**Work to be completed**
Write every record out again exactly as given.
┄┄┄┄┄┄
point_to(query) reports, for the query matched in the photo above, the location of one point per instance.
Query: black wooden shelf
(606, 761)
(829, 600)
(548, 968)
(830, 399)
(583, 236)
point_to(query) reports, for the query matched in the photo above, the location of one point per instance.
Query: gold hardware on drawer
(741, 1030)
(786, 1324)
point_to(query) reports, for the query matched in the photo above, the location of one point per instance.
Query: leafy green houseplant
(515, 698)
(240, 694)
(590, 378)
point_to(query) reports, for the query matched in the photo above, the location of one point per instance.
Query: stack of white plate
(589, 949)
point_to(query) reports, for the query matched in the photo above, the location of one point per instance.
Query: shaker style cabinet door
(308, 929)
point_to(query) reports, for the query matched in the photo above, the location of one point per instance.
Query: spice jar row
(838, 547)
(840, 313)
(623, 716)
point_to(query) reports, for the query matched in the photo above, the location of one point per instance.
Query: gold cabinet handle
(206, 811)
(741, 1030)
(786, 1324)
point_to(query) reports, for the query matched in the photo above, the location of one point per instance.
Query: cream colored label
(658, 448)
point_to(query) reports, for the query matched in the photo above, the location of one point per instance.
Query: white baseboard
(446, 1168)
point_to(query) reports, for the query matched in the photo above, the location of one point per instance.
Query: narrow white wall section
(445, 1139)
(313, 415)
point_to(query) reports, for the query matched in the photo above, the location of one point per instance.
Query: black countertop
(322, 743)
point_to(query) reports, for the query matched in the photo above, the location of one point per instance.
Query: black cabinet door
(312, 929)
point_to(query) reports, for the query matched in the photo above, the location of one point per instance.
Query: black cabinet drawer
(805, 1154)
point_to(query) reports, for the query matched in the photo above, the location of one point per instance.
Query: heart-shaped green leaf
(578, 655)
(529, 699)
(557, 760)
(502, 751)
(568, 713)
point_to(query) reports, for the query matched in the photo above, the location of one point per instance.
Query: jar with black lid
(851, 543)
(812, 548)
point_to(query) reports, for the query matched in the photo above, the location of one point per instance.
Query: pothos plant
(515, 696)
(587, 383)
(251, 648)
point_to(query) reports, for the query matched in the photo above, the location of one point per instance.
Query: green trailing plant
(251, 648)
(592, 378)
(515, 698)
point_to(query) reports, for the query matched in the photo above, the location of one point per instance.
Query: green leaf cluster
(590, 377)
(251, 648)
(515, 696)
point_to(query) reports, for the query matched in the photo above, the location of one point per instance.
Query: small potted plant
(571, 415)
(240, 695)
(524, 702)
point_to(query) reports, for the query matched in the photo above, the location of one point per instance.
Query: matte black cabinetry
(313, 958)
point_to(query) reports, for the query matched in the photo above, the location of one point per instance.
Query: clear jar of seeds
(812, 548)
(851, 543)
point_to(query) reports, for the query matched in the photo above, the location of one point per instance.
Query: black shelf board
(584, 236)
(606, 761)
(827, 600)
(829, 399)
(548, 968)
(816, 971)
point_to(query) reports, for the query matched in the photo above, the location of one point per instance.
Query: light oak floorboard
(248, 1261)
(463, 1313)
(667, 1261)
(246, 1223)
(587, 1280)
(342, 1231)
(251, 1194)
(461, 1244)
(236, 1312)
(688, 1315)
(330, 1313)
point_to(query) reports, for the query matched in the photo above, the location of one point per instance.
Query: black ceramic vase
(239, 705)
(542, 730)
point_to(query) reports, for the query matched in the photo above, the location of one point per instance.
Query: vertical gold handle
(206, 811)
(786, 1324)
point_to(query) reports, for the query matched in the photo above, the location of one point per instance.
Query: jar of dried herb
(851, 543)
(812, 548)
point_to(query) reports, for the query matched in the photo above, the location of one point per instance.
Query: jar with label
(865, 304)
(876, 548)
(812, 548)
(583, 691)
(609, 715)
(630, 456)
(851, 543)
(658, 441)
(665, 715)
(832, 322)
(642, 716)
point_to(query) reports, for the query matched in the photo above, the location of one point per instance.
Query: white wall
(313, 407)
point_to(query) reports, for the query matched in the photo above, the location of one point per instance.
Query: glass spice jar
┄┄┄┄┄┄
**Completed exercise**
point_to(query) reports, for the query matched in the photo above, the location of one point per instance.
Query: black wooden shelf
(606, 761)
(829, 600)
(548, 968)
(830, 399)
(583, 236)
point_to(query) reports, for the query matched in the photo above, the location of one point per instance.
Query: gold hardware on drawer
(741, 1030)
(786, 1324)
point_to(query) reports, for the query matched in the photo above, the location of one point per instance.
Query: leafy green houseplant
(515, 698)
(240, 694)
(590, 378)
point_to(query) reports, for the query matched in the photo above, the location of one point per instance.
Query: stack of white plate
(589, 949)
point_to(query) reports, for the query matched in the photo above, the location of one point per instance.
Query: shaker style cabinet door
(308, 929)
point_to(query) reports, for the query matched in the photo above, the location of one point per instance.
Query: spice jar row
(838, 547)
(840, 313)
(623, 716)
point_to(query) reports, for the query matched in the photo above, the location of one point per instance.
Query: gold cabinet handle
(206, 811)
(741, 1030)
(786, 1324)
point_to(query) reports, for the query matched in the photo above, the location of one point per instance.
Query: cream colored label
(658, 448)
point_to(query) reports, for the query matched in the photo above, the location of one point per instance.
Query: white baseboard
(446, 1168)
point_to(query) reports, for the query matched in the photo above, the location of one point per instance.
Query: narrow white wall section
(445, 1139)
(313, 415)
point_to(query) reports, for the query matched in the photo above, the location of one point per instance.
Query: black countertop
(322, 743)
point_to(query) reports, for the query matched in the photo above, the location of one point per instance.
Query: black cabinet door
(312, 929)
point_to(query) reports, for the query matched in the photo above, the location of one point per instance.
Query: black cabinet drawer
(805, 1154)
point_to(query) reports, for the query matched in the photo above, the location of one point per instance.
Query: heart-shaped green leaf
(578, 655)
(529, 699)
(557, 760)
(502, 751)
(568, 713)
point_to(query) reports, for the query matched in the photo above, the location of one point per instance.
Query: jar with black lid
(851, 543)
(812, 548)
point_to(query) reports, for the query matched in the photo above, the location of one point per instance.
Query: pothos plant
(515, 696)
(587, 383)
(251, 648)
point_to(query) reports, for the query matched in the photo above, the location of one point per instance.
Query: green trailing plant
(251, 648)
(592, 378)
(515, 698)
point_to(query) reports, for the query matched in the photo above, the location of one point per instance.
Query: green leaf cluster
(590, 377)
(251, 648)
(515, 696)
point_to(query) reports, for the query matched in the photo above, the location of one point per instance.
Query: small potted plant
(571, 415)
(240, 695)
(524, 702)
point_to(query) reports, for the query matched in the photo above, the location of one point per instance.
Query: matte black cabinetry
(313, 958)
point_to(query) reports, for the query matched in the photo above, the location of one point per instance.
Query: clear jar of seeds
(812, 548)
(851, 543)
point_to(query) reports, for the query matched in the photo above, the location of one point per instance.
Query: black shelf board
(584, 236)
(606, 761)
(827, 600)
(829, 399)
(548, 968)
(816, 971)
point_to(query) reports, for the query matched in the photo above, the location of one point per instance.
Query: light oak floorboard
(248, 1261)
(463, 1313)
(667, 1261)
(246, 1223)
(587, 1280)
(342, 1231)
(251, 1194)
(461, 1244)
(236, 1312)
(688, 1315)
(330, 1313)
point_to(query) reports, for the query matched in the photo above, the location of one point per instance.
Query: black ceramic vase
(239, 705)
(542, 730)
point_to(query) reports, for the query matched in the photo above, the location of one point per instance.
Query: vertical gold handle
(206, 811)
(786, 1324)
point_to(query) reports, for the query matched in the photo above, the location of one point per instance.
Query: jar of dried herb
(851, 543)
(812, 548)
point_to(query) reports, for the query matched in the photo above, the location of one point per instance.
Query: jar with label
(865, 304)
(876, 548)
(812, 548)
(583, 691)
(609, 715)
(630, 456)
(851, 543)
(658, 441)
(665, 715)
(832, 322)
(642, 716)
point_to(query) reports, for the query matched in the photo above, the location of one point per instance.
Query: white wall
(313, 407)
point_to(query) reports, for the query matched in the photo above, the location of one point per instance.
Query: glass spice jar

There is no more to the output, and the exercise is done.